### Problem
From the excerpt below, extract the stretch from "Anyway, this setback" through "a familiar feeling!", copying it word for word.

### Excerpt to read
__________

Anyway, this setback has forced us to re-group and take some logical steps we now see we should have taken earlier. The commitment letter we have from the bank is good for six months, or until the first week in May. We know what our window looks like now and have our marching orders. Ergo, the question: will we get enough for the house now, showing it "as-is," or do we wait and do the repairs? Given the time frame, the quicker we can sell, the better. But given our needs, the more we can get for the house, the better. This week, we hope to learn in which direction those marching orders will be sending us.
Living on the edge. I thought I'd left that behind when I turned 26 and could no longer be drafted. Well, at least it's a familiar feeling!
Saturday, November 15, 2008
It's a schizophrenic mid-November day. The temperature is 72, and the warmth has driven me into a pair of shorts instead of the usual heavy denim uniform. I've opened the windows of the house to release the energy-efficient closeness and allow in some fresh air. In the midst of all this unaccustomed warmth, my Thanksgiving cacti are doing their thing more-or-less on schedule. I love this unusual golden one and have been waiting for a chance to show it to you. The enormous fuschia-colored one will come next, a true Christmas cactus. (I also have cacti that flower in the Spring. I've named them after Easter. All I need is one for the Fourth of July!)

__________

### Material supplied
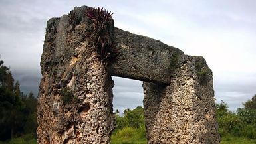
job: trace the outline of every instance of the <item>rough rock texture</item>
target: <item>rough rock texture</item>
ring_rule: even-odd
[[[112,75],[170,84],[174,57],[184,54],[183,52],[118,28],[115,29],[115,38],[120,54],[112,66]]]
[[[211,70],[199,56],[178,65],[168,86],[143,83],[148,143],[219,143]]]
[[[39,143],[109,143],[114,127],[114,83],[86,37],[86,8],[75,8],[74,19],[63,15],[47,22],[41,62]]]
[[[115,42],[119,55],[106,64],[93,48],[87,8],[47,22],[38,143],[109,143],[112,75],[145,81],[148,143],[219,143],[212,72],[204,59],[114,28],[112,21],[106,42]]]

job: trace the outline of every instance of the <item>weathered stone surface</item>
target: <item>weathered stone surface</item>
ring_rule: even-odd
[[[120,54],[112,66],[113,76],[170,84],[172,60],[184,52],[148,37],[115,29]]]
[[[219,143],[211,70],[182,57],[169,86],[143,83],[148,143]]]
[[[41,57],[39,143],[109,143],[114,128],[111,75],[145,81],[148,143],[218,143],[212,72],[202,57],[108,27],[117,60],[92,48],[86,7],[48,21]]]
[[[39,143],[109,143],[114,83],[88,46],[85,9],[75,9],[75,23],[68,15],[47,22],[41,62]]]

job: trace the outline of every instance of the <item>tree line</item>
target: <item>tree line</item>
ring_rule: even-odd
[[[26,95],[21,92],[19,82],[3,63],[0,60],[0,144],[37,143],[37,99],[32,92]],[[231,135],[256,142],[256,94],[243,105],[232,112],[223,101],[215,104],[219,134],[222,138]],[[142,107],[128,108],[122,116],[117,110],[114,115],[116,128],[112,143],[146,143]]]
[[[35,142],[37,99],[32,92],[21,92],[19,82],[3,63],[0,60],[0,141],[25,135]]]

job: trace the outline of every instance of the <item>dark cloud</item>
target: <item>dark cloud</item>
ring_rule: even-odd
[[[190,54],[205,56],[213,70],[217,102],[224,100],[231,109],[243,106],[241,103],[256,93],[255,1],[1,0],[1,60],[11,67],[25,93],[37,94],[47,20],[84,5],[104,7],[114,12],[115,23],[121,29],[178,46]],[[229,73],[233,76],[229,76]],[[116,77],[113,80],[116,109],[142,105],[142,82]]]

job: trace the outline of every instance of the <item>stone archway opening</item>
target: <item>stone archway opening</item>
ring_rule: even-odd
[[[113,90],[113,111],[119,111],[122,115],[124,110],[133,109],[137,106],[143,107],[142,82],[112,76],[114,82]]]
[[[148,143],[219,143],[213,74],[203,58],[114,27],[110,13],[98,35],[100,23],[88,19],[97,12],[106,10],[75,7],[47,21],[38,143],[109,143],[114,76],[143,81]]]
[[[147,143],[143,82],[116,76],[112,78],[116,127],[112,131],[110,143]]]

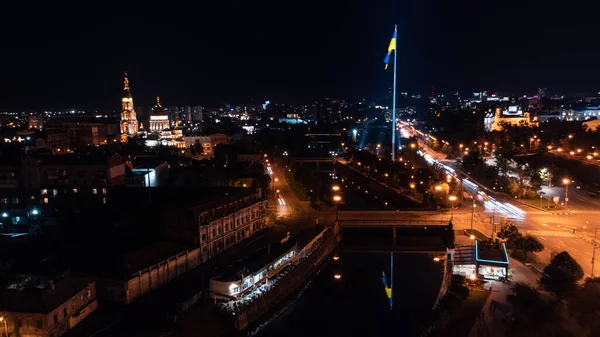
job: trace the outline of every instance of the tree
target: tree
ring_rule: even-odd
[[[577,289],[577,281],[583,278],[583,269],[567,252],[556,255],[544,268],[540,285],[559,298]]]
[[[588,336],[600,336],[600,279],[587,279],[569,298],[569,313]]]
[[[507,336],[553,336],[559,314],[552,303],[545,301],[533,287],[517,283],[513,294],[507,296],[513,306],[514,320]]]
[[[508,244],[512,244],[516,238],[521,237],[522,235],[523,234],[519,232],[517,226],[512,222],[505,222],[498,232],[498,237],[506,240]]]
[[[512,242],[516,250],[522,251],[527,257],[527,253],[541,252],[544,250],[544,244],[533,235],[527,234],[519,236]]]

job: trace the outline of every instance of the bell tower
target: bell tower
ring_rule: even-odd
[[[138,132],[138,121],[135,110],[133,109],[133,97],[129,90],[129,78],[127,77],[127,73],[125,73],[121,105],[121,133],[133,136]]]

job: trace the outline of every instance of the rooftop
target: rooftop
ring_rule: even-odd
[[[92,151],[85,153],[68,153],[46,156],[41,160],[42,165],[106,165],[108,161],[117,155],[104,151]]]
[[[214,279],[219,281],[236,281],[241,279],[242,271],[244,274],[257,272],[296,246],[296,237],[291,237],[289,240],[281,243],[285,237],[286,233],[275,231],[265,232],[262,237],[256,239],[240,251],[238,255],[240,258],[233,264],[223,268],[223,273]]]
[[[65,278],[45,289],[10,290],[0,295],[3,310],[8,312],[47,314],[87,287],[91,280]]]
[[[148,268],[154,264],[164,261],[179,253],[193,250],[194,247],[178,242],[160,241],[137,251],[129,253],[124,257],[125,273],[133,274]]]
[[[508,252],[506,245],[490,244],[490,243],[475,243],[475,260],[477,262],[490,262],[508,264]]]

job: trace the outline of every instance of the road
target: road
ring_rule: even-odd
[[[592,199],[589,195],[586,195],[586,192],[577,190],[575,186],[570,186],[568,210],[540,210],[524,205],[504,194],[487,189],[462,172],[454,161],[446,160],[445,156],[434,152],[423,142],[420,142],[420,147],[435,161],[458,172],[458,178],[463,182],[465,190],[470,195],[476,196],[478,193],[479,195],[485,193],[487,197],[492,199],[486,202],[481,200],[482,197],[479,197],[477,201],[479,210],[476,212],[473,222],[475,229],[491,235],[494,227],[492,218],[497,224],[496,229],[504,219],[512,221],[521,231],[537,236],[544,243],[545,250],[536,254],[540,262],[547,264],[552,253],[566,251],[579,262],[586,276],[592,275],[592,269],[595,275],[600,271],[600,264],[597,259],[592,268],[594,228],[596,226],[600,227],[600,200]],[[564,192],[564,187],[553,187],[551,190],[551,194],[560,196],[562,202],[564,202]],[[521,210],[523,213],[519,214],[514,208]],[[456,228],[469,228],[470,222],[470,214],[459,212],[455,215]]]

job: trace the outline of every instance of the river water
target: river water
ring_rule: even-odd
[[[390,253],[345,252],[326,263],[306,289],[258,333],[260,337],[420,336],[442,280],[443,267],[427,254],[395,253],[394,307]],[[336,279],[334,275],[341,278]]]
[[[368,186],[343,176],[331,184],[342,187],[344,204],[340,208],[343,209],[416,207],[408,198],[365,192]],[[369,240],[369,235],[359,234],[346,238],[351,246],[377,244]],[[386,242],[391,242],[391,231],[388,234]],[[394,306],[390,309],[381,281],[385,272],[390,282],[390,255],[389,252],[337,253],[339,260],[326,262],[298,296],[263,324],[257,336],[420,336],[431,319],[443,266],[428,254],[395,253]],[[336,279],[336,274],[341,277]]]

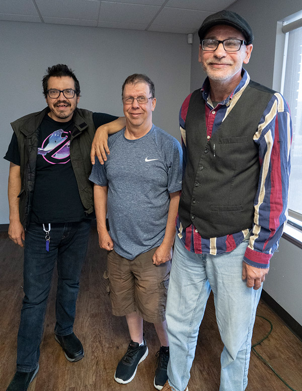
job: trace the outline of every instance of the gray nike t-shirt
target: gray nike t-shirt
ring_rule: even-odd
[[[125,129],[108,139],[110,154],[104,165],[96,159],[89,179],[108,186],[107,217],[114,249],[133,259],[164,239],[169,193],[181,189],[180,144],[153,125],[137,140]]]

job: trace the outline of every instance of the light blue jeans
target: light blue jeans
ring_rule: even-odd
[[[212,255],[188,251],[176,236],[166,315],[170,352],[168,375],[176,391],[184,391],[190,378],[211,289],[224,345],[219,391],[244,391],[247,387],[251,340],[261,292],[261,288],[248,288],[242,279],[248,242],[243,242],[231,252]]]

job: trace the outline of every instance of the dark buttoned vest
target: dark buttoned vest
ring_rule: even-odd
[[[258,147],[253,141],[274,92],[250,81],[231,112],[207,139],[205,101],[192,94],[186,118],[187,165],[179,214],[202,237],[251,228],[259,179]]]

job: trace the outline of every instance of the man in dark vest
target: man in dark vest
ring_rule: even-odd
[[[219,390],[243,391],[262,283],[286,221],[291,121],[282,95],[251,81],[242,68],[253,40],[245,19],[218,12],[198,35],[199,60],[208,77],[179,115],[184,175],[162,391],[188,390],[211,290],[224,344]]]
[[[7,391],[26,391],[39,369],[39,346],[56,262],[55,338],[69,361],[84,357],[73,325],[94,215],[88,179],[90,148],[95,129],[117,118],[77,108],[80,84],[66,65],[49,67],[42,82],[47,107],[12,123],[14,133],[5,157],[11,162],[9,236],[24,247],[25,293],[17,371]],[[118,119],[106,126],[117,131],[124,123],[123,119]]]

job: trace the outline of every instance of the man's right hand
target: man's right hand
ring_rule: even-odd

__________

### Result
Anyway, this setback has forced us to re-group and take some logical steps we now see we should have taken earlier. The commitment letter we have from the bank is good for six months, or until the first week in May. We know what our window looks like now and have our marching orders. Ergo, the question: will we get enough for the house now, showing it "as-is," or do we wait and do the repairs? Given the time frame, the quicker we can sell, the better. But given our needs, the more we can get for the house, the better. This week, we hope to learn in which direction those marching orders will be sending us.
Living on the edge. I thought I'd left that behind when I turned 26 and could no longer be drafted. Well, at least it's a familiar feeling!